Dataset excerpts
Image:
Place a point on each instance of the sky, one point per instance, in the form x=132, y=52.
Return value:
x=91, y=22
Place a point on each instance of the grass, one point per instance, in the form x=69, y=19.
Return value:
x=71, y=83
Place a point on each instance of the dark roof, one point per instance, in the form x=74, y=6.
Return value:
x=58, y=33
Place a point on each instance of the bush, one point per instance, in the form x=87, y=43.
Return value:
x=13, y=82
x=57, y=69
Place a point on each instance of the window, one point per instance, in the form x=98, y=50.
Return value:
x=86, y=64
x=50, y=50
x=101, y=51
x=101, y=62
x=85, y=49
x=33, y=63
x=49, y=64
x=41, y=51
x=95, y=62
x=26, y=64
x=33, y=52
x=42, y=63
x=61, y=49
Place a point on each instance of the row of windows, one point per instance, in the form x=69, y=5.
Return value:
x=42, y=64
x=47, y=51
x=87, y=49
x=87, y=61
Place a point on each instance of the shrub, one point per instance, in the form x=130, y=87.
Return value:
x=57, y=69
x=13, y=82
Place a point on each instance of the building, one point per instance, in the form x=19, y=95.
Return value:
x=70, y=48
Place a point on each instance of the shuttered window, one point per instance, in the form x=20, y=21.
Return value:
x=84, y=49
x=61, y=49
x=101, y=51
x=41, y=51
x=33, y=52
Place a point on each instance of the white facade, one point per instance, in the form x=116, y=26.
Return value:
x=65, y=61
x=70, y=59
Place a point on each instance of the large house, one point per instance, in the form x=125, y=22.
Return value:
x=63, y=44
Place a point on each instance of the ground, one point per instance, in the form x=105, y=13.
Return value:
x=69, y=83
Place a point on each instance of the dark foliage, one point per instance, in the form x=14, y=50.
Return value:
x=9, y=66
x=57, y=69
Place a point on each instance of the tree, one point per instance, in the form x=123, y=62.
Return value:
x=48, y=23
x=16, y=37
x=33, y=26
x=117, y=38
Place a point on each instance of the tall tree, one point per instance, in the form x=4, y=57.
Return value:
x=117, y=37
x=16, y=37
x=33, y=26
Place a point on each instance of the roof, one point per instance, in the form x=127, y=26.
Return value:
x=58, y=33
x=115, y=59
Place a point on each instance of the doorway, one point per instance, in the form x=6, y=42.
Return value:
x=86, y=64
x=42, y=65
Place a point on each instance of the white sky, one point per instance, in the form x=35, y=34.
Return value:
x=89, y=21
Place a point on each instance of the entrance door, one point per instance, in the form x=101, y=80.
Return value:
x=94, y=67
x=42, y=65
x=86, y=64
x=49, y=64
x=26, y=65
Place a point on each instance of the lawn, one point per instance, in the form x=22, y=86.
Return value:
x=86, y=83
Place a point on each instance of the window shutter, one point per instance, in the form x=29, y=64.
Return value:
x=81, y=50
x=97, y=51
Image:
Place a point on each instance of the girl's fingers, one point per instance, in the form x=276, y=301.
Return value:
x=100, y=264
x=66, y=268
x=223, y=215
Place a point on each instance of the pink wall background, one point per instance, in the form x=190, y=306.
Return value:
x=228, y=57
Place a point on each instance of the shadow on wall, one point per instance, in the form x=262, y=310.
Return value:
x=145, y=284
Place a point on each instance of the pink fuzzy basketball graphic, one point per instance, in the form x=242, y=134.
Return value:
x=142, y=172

→ **Task goal**: Set down, from the entries above, exactly the lines from the one with "Place a point on each instance of the grass, one" up to and including the one with "Place a point on each instance of the shrub, one", and no other lines.

→ **Completed exercise**:
Place a point on each instance of the grass, one point per instance, in the form x=69, y=19.
Return value:
x=71, y=83
Place a point on each instance of the dark roof, one point per instance, in the form x=74, y=6.
Return value:
x=58, y=33
Place a point on each instance of the bush, one point per instance, in the form x=87, y=43.
Return value:
x=13, y=82
x=57, y=69
Place a point on each instance of the window, one point per instance, in the form x=98, y=50.
Return value:
x=86, y=64
x=50, y=50
x=101, y=51
x=101, y=62
x=85, y=49
x=33, y=63
x=49, y=64
x=41, y=51
x=95, y=62
x=26, y=64
x=33, y=52
x=42, y=63
x=61, y=49
Place a point on each instance of the row of windows, one point per instance, in the form x=69, y=5.
Return value:
x=42, y=64
x=47, y=51
x=87, y=49
x=87, y=61
Place a point on each instance of the shrub, one point per instance, in the form x=130, y=87.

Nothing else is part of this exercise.